EXTRAIT CHOISI:
"""

Tout juste après Noël, cette annonce a causé l'émoi dans la population au Venezuela, mais aussi la colère du gouvernement: le célèbre glacier Coromoto, dans la petite ville de Merida - qui figure au livre Guinness des records pour ses 860 variétés de glaces -, a fermé boutique.

La raison invoquée par le commerçant: «On n'a plus de lait.»

Ce n'est pas la première fois qu'une pénurie de biens essentiels soulève des vagues au Venezuela.

En 2013, le président Nicolas Maduro avait ordonné l'importation «d'urgence»... de 50 millions de rouleaux de papier de toilette, pour soulager une population qui n'en trouvait pas. La nouvelle a été abondamment exploitée par l'opposition et même des politiciens américains en ont profité pour ridiculiser le régime bolivarien de Caracas.

Or, les pénuries ne s'arrêtent pas là, vous diront les 30 millions d'habitants du pays. Dans un rapport paru l'an dernier, la banque centrale du Venezuela a publié son «indice de rareté» des produits de consommation. Il était à 29%. C'est-à-dire que pour 29 produits sur 100, les consommateurs risquent de devoir faire le tour des magasins avant d'en trouver... peut-être.

"""

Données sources
"""

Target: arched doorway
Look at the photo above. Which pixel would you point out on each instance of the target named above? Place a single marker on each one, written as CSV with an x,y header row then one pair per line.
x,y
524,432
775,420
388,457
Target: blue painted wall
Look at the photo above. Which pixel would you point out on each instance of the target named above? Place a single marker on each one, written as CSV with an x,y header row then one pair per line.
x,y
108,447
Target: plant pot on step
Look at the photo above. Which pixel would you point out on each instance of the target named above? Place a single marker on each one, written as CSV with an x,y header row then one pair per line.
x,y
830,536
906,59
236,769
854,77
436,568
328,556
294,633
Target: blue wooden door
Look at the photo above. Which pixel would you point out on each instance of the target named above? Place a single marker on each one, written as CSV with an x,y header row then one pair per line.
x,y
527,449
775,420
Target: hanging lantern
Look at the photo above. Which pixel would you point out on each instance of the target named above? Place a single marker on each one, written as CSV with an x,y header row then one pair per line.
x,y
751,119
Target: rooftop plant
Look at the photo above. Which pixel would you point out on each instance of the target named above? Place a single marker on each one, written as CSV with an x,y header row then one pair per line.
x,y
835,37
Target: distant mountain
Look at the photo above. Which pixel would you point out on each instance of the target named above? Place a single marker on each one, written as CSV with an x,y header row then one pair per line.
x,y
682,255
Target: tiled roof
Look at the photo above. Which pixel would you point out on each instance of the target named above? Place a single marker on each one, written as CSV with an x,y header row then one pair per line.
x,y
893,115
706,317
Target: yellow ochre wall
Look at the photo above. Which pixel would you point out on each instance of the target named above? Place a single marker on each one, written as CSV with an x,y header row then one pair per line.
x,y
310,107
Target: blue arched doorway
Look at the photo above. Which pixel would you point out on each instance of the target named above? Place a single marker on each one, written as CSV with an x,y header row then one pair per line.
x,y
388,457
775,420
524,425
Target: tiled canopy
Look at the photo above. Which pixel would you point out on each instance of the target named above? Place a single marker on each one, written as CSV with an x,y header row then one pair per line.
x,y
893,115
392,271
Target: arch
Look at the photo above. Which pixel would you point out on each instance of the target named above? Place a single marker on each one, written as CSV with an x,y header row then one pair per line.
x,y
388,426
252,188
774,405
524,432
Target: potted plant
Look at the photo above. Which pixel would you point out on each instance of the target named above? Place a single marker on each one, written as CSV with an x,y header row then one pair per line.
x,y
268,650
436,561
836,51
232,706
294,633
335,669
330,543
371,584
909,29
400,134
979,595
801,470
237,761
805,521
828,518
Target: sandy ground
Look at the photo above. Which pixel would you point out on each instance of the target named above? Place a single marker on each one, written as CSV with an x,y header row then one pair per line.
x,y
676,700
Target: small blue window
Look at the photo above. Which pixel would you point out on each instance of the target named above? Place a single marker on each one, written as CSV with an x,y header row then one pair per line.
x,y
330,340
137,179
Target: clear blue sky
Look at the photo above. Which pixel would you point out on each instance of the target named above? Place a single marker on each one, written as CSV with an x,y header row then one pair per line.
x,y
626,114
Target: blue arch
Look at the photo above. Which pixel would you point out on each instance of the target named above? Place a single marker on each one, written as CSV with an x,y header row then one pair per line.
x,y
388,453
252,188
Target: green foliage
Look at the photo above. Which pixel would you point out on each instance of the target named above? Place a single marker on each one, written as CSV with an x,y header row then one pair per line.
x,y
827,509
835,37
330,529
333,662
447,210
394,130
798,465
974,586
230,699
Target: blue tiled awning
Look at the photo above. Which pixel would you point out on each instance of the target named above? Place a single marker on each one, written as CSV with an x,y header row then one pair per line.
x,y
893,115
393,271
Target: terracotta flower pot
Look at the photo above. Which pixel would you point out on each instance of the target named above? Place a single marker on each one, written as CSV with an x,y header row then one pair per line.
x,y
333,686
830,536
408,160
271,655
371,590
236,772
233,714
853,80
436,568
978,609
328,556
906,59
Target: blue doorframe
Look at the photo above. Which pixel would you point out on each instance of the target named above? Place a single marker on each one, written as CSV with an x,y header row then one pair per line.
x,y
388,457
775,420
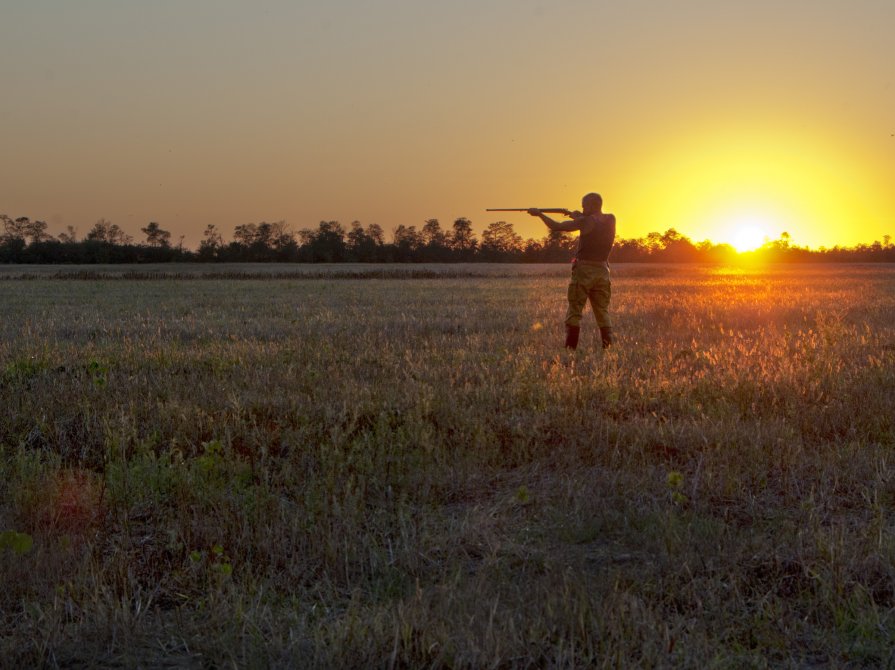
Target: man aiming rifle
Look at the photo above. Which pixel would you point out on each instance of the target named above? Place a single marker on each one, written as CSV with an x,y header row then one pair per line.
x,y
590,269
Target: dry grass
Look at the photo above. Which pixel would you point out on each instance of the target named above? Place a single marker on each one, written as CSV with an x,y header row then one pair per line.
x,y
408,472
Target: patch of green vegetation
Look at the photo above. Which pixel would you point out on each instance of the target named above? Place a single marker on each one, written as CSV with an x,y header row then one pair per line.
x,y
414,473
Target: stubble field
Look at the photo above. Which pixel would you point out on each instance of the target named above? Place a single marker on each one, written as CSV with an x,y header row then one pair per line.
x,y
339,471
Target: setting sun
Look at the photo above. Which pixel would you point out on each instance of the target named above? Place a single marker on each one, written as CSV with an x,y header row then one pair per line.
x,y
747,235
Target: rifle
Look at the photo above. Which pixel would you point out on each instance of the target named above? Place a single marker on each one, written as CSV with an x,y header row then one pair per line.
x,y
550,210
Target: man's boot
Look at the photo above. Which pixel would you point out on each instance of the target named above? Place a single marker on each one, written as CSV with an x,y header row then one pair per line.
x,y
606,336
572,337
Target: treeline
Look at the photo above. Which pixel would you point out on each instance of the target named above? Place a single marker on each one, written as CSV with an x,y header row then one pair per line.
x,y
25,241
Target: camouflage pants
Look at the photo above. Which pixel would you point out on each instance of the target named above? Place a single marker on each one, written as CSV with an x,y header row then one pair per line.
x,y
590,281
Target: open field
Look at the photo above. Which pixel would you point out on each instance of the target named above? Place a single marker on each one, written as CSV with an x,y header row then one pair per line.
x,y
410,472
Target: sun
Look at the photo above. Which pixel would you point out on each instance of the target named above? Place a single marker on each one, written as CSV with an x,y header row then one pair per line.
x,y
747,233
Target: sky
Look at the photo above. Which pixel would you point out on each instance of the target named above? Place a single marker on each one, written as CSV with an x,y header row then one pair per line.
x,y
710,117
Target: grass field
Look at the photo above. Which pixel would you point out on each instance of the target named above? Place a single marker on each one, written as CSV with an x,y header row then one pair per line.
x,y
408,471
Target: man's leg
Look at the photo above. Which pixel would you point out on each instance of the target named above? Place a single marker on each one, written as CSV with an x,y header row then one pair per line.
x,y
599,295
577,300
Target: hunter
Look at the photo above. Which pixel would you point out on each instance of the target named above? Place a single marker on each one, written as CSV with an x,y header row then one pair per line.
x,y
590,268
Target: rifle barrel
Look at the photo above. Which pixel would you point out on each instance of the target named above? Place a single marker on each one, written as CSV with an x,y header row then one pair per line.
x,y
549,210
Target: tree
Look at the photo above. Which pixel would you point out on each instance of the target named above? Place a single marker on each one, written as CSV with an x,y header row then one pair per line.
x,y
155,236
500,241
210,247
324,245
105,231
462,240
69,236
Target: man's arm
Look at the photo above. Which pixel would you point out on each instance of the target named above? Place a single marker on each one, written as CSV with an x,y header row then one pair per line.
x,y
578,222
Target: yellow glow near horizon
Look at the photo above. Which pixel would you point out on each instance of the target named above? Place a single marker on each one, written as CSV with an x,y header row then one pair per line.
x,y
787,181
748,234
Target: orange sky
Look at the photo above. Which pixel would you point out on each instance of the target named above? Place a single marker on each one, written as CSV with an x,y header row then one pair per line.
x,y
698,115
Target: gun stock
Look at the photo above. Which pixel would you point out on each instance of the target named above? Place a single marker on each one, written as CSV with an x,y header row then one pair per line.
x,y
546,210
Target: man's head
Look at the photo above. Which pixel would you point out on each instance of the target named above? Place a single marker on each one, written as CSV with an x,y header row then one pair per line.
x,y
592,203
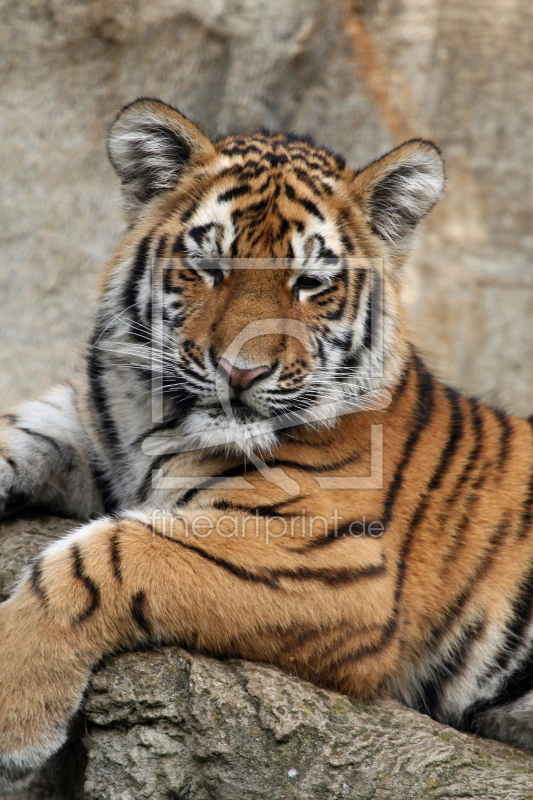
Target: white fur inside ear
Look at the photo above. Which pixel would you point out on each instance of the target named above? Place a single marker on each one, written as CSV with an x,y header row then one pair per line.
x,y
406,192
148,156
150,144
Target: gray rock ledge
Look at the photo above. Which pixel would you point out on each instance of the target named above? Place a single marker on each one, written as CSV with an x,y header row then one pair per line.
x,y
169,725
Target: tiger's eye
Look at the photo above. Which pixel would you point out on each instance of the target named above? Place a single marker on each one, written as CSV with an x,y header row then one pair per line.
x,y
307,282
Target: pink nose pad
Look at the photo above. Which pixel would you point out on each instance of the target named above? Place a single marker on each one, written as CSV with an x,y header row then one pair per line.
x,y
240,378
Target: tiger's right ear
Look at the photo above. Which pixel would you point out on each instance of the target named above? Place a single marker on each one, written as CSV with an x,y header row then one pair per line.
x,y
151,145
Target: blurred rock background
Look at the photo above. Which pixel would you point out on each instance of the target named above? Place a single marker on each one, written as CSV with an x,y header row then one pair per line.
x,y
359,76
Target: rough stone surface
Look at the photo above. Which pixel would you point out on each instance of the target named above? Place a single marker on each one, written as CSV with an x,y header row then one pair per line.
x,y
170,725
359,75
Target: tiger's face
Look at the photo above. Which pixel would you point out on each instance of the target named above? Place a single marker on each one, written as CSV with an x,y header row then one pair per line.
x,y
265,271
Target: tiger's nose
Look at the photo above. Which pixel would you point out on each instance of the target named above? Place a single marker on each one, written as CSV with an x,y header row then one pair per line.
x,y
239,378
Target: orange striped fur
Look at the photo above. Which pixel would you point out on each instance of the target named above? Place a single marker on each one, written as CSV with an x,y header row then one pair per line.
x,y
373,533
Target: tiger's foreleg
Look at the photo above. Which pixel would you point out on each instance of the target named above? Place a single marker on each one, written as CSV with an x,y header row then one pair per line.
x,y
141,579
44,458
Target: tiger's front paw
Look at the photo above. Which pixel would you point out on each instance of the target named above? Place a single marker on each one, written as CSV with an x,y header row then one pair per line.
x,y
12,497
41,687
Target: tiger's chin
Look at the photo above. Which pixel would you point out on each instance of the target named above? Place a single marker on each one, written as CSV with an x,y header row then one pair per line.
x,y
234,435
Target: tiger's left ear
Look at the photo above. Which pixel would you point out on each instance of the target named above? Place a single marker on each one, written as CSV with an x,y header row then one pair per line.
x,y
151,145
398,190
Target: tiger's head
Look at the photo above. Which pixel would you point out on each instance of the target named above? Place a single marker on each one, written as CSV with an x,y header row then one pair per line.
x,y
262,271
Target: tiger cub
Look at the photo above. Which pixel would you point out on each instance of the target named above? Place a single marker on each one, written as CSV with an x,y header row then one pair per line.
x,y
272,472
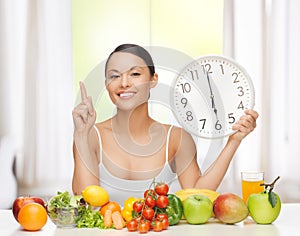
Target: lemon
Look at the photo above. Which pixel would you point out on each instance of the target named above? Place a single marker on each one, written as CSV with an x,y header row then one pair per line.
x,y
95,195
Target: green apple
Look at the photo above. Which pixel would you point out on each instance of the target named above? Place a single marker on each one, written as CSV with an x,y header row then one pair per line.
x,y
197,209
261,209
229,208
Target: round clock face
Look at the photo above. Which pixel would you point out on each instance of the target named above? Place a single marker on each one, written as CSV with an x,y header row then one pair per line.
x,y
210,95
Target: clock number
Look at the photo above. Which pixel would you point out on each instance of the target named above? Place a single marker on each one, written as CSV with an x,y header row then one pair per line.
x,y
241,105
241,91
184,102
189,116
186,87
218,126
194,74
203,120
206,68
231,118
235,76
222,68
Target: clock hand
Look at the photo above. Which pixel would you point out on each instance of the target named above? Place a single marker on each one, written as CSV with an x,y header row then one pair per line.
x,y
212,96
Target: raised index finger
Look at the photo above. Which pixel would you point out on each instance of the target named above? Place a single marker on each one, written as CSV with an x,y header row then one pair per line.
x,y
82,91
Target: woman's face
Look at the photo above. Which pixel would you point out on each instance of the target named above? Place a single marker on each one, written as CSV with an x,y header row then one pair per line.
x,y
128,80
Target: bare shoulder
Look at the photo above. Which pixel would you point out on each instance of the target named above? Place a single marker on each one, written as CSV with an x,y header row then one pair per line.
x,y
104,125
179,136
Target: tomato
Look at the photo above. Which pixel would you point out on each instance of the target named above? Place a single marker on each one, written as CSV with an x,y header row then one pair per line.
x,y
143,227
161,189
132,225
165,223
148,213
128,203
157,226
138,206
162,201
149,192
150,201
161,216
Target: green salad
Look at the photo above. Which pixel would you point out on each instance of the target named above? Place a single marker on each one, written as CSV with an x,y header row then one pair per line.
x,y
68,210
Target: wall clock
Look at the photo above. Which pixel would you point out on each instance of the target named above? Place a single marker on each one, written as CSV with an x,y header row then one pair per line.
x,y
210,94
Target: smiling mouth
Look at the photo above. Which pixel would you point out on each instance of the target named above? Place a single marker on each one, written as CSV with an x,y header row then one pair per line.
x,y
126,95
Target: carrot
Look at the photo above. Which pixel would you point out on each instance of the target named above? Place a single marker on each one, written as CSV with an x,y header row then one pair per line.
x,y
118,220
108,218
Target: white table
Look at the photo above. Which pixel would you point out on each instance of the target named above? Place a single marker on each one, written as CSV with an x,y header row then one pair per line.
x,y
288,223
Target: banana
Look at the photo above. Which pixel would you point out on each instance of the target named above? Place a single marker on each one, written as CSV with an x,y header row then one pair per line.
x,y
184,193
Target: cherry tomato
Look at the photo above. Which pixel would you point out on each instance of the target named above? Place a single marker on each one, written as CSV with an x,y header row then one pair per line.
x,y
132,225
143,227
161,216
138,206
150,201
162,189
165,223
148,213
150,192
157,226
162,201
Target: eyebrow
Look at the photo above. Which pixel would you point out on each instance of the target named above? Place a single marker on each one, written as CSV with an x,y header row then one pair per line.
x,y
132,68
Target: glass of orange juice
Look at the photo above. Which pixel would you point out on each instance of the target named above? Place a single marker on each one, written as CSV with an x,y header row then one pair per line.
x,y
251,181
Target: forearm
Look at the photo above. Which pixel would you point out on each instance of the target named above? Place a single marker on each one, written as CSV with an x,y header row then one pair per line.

"""

CONSIGNE A: Dans l'extrait sur les pénuries au Venezuela, quelle raison le commerçant a-t-il donnée pour la fermeture du glacier Coromoto ?
CONSIGNE B: Rédigez la suite de l'extrait sur les pénuries au Venezuela en reprenant après sa dernière phrase.
Les données ne jouent aucun rôle dans ce travail.

RÉSULTAT DE L'EXERCICE A: Il a expliqué qu'il n'avait plus de lait.

RÉSULTAT DE L'EXERCICE B:
Mais attention aux prix! L'inflation, au dernier décompte officiel, tourne autour de 64% par an dans ce pays d'Amérique latine. Autrement dit, les prix des aliments, des vêtements et des autres biens essentiels - en très grande partie importés de l'étranger - montent en flèche.

Pour des analystes, pénuries et hyperinflation sont des symptômes de l'échec du système vénézuélien. Pire, disent des agences de notation, le pays glisse lentement vers la faillite, emporté par les prix du pétrole.

95% des exportations

Après l'agence Fitch en décembre, c'était au tour de Moody's il y a quelques jours de dégrader la note souveraine vénézuélienne. Celle-ci est passée à Caa3, deux crans au-dessous de Caa1, qui représentait déjà un «risque élevé».

Au bord du gouffre, le Venezuela? Pour les analystes financiers, cela ne fait plus guère de doute.

L'inquiétude provient surtout de la chute vertigineuse des prix du pétrole, qui est passé de 104$US, en juin dernier, aux environs de 45$US le baril. Or l'or noir, c'est 95% des exportations du pays ou le quart de l'économie.

Sans surprise, le Venezuela est officiellement entré en récession en 2014. La baisse de 2,3% de son PIB au troisième trimestre s'ajoute à ses replis de 4,8% et 4,9% aux deux trimestres précédents. Bref, c'est une chute libre.

Vendredi, le président Maduro s'en est remis «à Dieu» pour venir en aide à son pays, tout en annonçant une dévaluation du bolivar et diverses mesures (éventuelle augmentation du prix de l'essence, hausse du salaire minimum), jugées insuffisantes par les économistes.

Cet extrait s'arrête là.